She recalled that the college had a unique set of rules in place for the smooth functioning of various tasks. Roll calls and coordinated bells announcing different chores were the order of the day. “If first-year students were required to come to the common room, the bell would ring once. If third-year students were required to go for a postmortem class or visit the mortuary, the bell would ring thrice. The system worked like a well-oiled machine,” said Prakash.

In the aftermath of Partition, Delhi’s population rose as millions of new residents poured into the Capital. To cater to the educational needs of the large population of displaced persons, a number of new colleges were set up.

Among them was Lady Shri Ram College (LSR), established by the founder of Delhi Cloth and General Mills, Shri Ram, in 1956 in the memory of his wife. While the college started from the premises of a school building in 1956 in Darya Ganj with 243 students, it shifted to its current location in Lajpat Nagar in 1958.

Ishrat Akram, 73, who signed up for the BA (Pass) course at LSR in 1968, recalls that the college was mostly attended by girls from elite families. A resident of Old Delhi, the commute was among the challenging aspects of college life, she said.

“Public transport was not easily available. We used to walk till Red Fort from Jama Masjid and board the DU ladies’ special bus, which used to drop us at Darya Ganj,” said Akram.

She said some of the most vivid memories from college days were of the time when senior students “ragged” juniors. “In those days, ragging marked the initiation of students into college life. Freshers were garlanded with shoes or asked to imitate the rooster,” said Akram.

The college café used to be a modest outlet in the early decades and was referred to as a canteen. While it served basic items such as tea and samosa, eateries outside the college were also in popular demand. Besides the roadside eateries, students often frequented Paras and Sapna cinema halls that had been newly opened then.

The number of colleges in south Delhi grew over the years to accommodate students in an ever-expanding city.

In 1959, Janki Devi Memorial College was founded by freedom fighter and Gandhian Brij Krishan Chandiwala in memory of his mother Janki Devi in old Rajendra Nagar.

Rama Sharma, principal of Hansraj College, completed her graduation and master’s in Hindi from Janki Devi between 1982 and 1988. Sharma, 57, said the off-campus college had the image of “an institution of the masses.”

▸ AVAILABLE DATA

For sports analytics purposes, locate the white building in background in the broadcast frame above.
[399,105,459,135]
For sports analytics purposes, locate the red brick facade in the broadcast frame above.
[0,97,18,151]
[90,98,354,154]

▸ TO DO
a. Reproduce the passage from the Delhi colleges piece starting at "The college café" and ending at "old Rajendra Nagar.".
b. Name every person mentioned by name in the Delhi colleges piece.
c. Carry the piece on Delhi's colleges forward from its final sentence.
The lines have no connection to the piece on Delhi's colleges.

▸ YOUR RESPONSES
a.
The college café used to be a modest outlet in the early decades and was referred to as a canteen. While it served basic items such as tea and samosa, eateries outside the college were also in popular demand. Besides the roadside eateries, students often frequented Paras and Sapna cinema halls that had been newly opened then.

The number of colleges in south Delhi grew over the years to accommodate students in an ever-expanding city.

In 1959, Janki Devi Memorial College was founded by freedom fighter and Gandhian Brij Krishan Chandiwala in memory of his mother Janki Devi in old Rajendra Nagar.

b. Prakash, Shri Ram, Ishrat Akram, Brij Krishan Chandiwala, Janki Devi, Rama Sharma

c.
“With LSR or Jesus and Mary College (JMC, set up in 1968), there was always a perception that students from privileged backgrounds went to these colleges. Janki Devi, meanwhile, welcomed students from diverse backgrounds. It never saw any political activity or protests, since it was away from the campus,” she said.

In 1964, Kamala Nehru College was established. Initially known as Government College for Women, the college started in Defence Colony and moved to its current location in the 1970s where it was renamed Kamala Nehru College. In 1968, JMC was set up by the Congregation of Jesus and Mary.

But, while a substantial number of women’s colleges dotted the Capital, there were still not enough for living in the city’s rural areas. The early 1990s saw gradual changes with the establishment of two colleges — Aditi Mahavidyalaya in Bawana and Bhagini Nivedita College in Najafgarh. Both the colleges were tasked with the job of bringing young women into the fold of education and offering them opportunities that were not easily accessible to them on the outskirts of the city.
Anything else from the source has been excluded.